* Start THE RECORDS *

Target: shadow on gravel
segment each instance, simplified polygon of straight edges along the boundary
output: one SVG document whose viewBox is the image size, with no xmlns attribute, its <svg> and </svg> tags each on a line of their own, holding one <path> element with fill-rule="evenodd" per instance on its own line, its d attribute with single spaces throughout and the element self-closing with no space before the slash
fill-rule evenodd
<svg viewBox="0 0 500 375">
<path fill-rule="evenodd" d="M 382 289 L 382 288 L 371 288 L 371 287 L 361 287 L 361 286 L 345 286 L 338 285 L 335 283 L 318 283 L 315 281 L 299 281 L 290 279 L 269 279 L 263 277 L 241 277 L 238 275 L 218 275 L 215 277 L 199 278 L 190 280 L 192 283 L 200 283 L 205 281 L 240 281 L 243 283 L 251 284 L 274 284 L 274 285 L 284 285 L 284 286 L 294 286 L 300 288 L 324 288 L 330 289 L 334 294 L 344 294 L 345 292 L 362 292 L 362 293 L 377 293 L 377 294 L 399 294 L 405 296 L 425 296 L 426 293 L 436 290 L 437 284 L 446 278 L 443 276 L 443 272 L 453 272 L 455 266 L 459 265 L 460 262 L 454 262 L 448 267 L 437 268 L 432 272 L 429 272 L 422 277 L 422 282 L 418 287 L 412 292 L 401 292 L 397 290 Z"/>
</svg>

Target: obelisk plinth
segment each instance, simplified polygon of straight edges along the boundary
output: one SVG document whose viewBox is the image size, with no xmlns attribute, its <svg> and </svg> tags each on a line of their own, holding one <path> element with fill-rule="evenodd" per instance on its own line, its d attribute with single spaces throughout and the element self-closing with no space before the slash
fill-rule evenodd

* End THE RECORDS *

▸ EXERCISE REQUIREMENTS:
Recast every line of the records above as a Markdown table with two columns, "No." for the row number and "Line" for the line itself, leaving out blank lines.

▸ PROBLEM SOLUTION:
| No. | Line |
|---|---|
| 1 | Target: shadow on gravel |
| 2 | segment each instance, simplified polygon of straight edges along the boundary |
| 3 | output: one SVG document whose viewBox is the image size, with no xmlns attribute, its <svg> and </svg> tags each on a line of their own, holding one <path> element with fill-rule="evenodd" per instance on its own line, its d attribute with single spaces throughout and the element self-closing with no space before the slash |
| 4 | fill-rule evenodd |
| 5 | <svg viewBox="0 0 500 375"> |
| 6 | <path fill-rule="evenodd" d="M 382 289 L 382 288 L 371 288 L 371 287 L 361 287 L 361 286 L 345 286 L 338 285 L 335 283 L 318 283 L 315 281 L 299 281 L 290 279 L 269 279 L 263 277 L 241 277 L 238 275 L 218 275 L 215 277 L 199 278 L 190 280 L 192 283 L 200 283 L 205 281 L 240 281 L 243 283 L 251 284 L 274 284 L 274 285 L 284 285 L 284 286 L 294 286 L 300 288 L 324 288 L 330 289 L 334 294 L 344 294 L 345 292 L 362 292 L 362 293 L 377 293 L 377 294 L 399 294 L 405 296 L 425 296 L 426 293 L 436 290 L 437 284 L 446 278 L 443 276 L 443 272 L 453 272 L 455 266 L 459 265 L 460 262 L 454 262 L 448 267 L 437 268 L 432 272 L 429 272 L 422 277 L 422 282 L 418 287 L 412 292 L 401 292 L 397 290 Z"/> |
| 7 | </svg> |
| 8 | Target: obelisk plinth |
| 9 | segment each instance, simplified polygon of straight edges along the boundary |
| 10 | output: one SVG document whose viewBox is the image size, with no xmlns attribute, its <svg> and </svg> tags each on a line of their own, holding one <path> element with fill-rule="evenodd" per instance on its own line, its d attribute with single spaces throughout and the element self-closing with no space before the slash |
| 11 | fill-rule evenodd |